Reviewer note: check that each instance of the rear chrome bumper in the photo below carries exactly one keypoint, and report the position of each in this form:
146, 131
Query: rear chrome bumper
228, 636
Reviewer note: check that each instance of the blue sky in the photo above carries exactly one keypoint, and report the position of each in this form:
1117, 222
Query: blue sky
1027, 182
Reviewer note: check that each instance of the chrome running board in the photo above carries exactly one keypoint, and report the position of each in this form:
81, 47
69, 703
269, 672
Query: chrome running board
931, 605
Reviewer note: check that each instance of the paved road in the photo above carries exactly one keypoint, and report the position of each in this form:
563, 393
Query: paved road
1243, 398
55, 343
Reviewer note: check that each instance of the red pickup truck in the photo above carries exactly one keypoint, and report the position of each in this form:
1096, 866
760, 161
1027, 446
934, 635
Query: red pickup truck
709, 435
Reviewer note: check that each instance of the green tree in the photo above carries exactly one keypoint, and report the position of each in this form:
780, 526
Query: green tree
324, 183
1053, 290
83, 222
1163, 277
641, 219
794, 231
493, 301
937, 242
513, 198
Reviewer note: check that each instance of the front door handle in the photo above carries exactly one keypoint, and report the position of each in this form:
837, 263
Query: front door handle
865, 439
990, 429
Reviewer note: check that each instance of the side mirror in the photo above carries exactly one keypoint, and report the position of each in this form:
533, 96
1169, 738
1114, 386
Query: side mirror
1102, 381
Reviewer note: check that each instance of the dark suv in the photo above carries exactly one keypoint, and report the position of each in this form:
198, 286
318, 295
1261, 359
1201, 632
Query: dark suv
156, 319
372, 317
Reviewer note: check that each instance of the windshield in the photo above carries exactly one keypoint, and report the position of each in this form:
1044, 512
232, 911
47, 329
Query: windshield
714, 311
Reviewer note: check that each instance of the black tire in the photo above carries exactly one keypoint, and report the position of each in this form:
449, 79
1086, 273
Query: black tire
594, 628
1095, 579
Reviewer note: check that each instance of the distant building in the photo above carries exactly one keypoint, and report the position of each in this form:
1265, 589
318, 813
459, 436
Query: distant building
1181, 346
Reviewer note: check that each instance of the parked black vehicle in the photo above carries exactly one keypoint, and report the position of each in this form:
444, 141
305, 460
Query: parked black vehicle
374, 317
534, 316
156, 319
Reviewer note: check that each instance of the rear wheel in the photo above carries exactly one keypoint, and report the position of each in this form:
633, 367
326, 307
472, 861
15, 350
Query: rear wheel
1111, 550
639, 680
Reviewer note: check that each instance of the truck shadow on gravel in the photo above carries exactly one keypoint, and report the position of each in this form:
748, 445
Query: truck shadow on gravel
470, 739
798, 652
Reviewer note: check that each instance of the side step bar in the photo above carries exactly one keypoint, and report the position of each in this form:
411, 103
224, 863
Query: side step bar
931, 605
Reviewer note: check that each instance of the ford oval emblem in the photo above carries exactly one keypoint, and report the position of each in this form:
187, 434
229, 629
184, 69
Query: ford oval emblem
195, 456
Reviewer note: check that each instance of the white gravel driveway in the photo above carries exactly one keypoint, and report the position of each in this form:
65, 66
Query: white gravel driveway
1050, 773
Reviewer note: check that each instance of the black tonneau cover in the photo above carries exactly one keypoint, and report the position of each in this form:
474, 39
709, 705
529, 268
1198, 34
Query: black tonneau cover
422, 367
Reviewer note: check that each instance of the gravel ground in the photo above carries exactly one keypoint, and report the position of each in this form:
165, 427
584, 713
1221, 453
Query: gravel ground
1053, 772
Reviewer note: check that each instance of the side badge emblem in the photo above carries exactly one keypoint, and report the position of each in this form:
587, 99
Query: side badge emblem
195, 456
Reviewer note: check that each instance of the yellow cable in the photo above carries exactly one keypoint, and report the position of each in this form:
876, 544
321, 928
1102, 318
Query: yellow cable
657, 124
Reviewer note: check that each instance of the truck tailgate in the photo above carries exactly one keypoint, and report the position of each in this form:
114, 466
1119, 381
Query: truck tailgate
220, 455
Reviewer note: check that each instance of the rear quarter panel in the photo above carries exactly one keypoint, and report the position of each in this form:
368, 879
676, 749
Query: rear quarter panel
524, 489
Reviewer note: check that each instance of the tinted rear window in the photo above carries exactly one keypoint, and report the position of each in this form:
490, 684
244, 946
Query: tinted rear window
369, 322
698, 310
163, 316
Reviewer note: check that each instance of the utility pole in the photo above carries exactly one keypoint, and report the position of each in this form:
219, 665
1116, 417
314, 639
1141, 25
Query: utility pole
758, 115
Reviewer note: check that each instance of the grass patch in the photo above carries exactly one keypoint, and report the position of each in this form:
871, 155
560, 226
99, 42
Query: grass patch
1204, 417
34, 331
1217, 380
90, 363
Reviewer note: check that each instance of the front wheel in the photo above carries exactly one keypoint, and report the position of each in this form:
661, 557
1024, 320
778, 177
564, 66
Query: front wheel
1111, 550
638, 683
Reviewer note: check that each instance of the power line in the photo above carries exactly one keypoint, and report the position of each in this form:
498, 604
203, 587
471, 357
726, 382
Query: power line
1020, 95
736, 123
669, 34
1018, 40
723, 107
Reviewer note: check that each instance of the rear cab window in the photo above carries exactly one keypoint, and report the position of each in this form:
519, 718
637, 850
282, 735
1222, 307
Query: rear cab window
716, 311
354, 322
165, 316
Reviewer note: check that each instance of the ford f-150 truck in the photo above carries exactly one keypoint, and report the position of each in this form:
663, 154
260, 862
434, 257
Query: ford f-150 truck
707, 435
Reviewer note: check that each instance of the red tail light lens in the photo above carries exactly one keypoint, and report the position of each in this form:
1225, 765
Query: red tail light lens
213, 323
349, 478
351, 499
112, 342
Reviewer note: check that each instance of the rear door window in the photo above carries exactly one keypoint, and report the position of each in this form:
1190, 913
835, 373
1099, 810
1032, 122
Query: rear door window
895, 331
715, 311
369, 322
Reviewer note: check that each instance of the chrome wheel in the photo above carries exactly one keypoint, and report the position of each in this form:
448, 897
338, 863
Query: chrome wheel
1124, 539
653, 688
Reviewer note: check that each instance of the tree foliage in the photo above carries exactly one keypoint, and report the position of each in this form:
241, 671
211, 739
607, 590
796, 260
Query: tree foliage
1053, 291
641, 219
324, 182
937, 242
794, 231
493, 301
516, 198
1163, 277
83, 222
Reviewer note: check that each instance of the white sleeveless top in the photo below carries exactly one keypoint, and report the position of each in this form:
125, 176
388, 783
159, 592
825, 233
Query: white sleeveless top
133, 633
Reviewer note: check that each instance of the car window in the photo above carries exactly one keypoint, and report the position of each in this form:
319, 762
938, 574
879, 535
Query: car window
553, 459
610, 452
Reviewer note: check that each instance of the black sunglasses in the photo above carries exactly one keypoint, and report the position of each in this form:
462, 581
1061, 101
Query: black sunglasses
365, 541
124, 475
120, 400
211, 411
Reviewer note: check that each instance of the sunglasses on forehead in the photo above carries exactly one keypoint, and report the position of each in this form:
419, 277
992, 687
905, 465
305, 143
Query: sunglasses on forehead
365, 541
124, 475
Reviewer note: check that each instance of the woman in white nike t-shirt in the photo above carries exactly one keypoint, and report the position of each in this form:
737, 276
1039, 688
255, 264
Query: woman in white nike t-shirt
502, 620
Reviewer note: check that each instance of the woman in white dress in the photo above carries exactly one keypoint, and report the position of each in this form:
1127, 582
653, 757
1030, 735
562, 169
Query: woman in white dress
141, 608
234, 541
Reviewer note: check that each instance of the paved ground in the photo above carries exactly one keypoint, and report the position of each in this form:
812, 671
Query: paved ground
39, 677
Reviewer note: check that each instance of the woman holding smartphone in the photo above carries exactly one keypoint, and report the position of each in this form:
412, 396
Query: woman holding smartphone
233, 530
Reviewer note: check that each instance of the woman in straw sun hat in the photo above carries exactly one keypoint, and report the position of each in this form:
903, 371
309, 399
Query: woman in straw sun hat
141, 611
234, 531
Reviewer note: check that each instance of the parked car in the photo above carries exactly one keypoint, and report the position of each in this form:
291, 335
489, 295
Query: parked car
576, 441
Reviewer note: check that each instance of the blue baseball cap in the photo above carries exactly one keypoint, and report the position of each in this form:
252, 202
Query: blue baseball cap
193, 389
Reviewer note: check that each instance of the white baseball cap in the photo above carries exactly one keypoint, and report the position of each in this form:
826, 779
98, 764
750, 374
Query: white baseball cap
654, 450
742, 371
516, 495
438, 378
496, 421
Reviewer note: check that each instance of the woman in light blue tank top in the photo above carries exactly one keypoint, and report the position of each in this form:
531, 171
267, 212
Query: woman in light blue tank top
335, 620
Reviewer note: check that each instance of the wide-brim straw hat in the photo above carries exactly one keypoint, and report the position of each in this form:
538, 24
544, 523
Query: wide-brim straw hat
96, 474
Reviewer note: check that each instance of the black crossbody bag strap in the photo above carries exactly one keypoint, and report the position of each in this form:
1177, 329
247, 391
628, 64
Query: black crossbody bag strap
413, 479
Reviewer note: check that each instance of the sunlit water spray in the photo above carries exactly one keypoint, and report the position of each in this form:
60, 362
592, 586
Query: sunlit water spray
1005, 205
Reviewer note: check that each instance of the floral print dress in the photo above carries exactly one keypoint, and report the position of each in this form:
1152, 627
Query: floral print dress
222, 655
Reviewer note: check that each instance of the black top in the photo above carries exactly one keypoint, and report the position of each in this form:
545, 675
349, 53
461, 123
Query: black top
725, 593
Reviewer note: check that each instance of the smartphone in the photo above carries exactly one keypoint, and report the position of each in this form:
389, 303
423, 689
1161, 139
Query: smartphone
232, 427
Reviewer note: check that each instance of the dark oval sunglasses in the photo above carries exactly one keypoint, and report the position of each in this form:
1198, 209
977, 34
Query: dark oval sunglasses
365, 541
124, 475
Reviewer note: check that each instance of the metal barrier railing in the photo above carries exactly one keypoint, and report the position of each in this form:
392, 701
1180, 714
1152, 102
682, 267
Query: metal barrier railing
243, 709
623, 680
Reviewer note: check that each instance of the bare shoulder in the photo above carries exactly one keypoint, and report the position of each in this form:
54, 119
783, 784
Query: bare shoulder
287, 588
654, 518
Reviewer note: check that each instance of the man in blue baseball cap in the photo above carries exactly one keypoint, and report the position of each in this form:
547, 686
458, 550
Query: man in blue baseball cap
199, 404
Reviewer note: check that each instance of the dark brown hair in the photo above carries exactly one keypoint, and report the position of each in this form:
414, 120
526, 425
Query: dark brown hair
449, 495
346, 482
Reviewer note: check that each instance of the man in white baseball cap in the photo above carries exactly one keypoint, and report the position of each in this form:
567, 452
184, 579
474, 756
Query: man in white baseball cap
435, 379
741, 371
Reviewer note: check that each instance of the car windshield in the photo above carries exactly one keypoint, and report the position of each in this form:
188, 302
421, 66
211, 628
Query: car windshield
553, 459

● **Work required**
Lines of the material in which the word "below" occurs are to be copied out.

● **Result of this task**
Reviewer note: check that each instance of the rear chrome bumper in the photo below carries exactly one keypoint, and report the position of each in this form:
Reviewer note: check that each instance of the white sleeveless top in the photo below carries exactly one keypoint, and report the position of each in this form:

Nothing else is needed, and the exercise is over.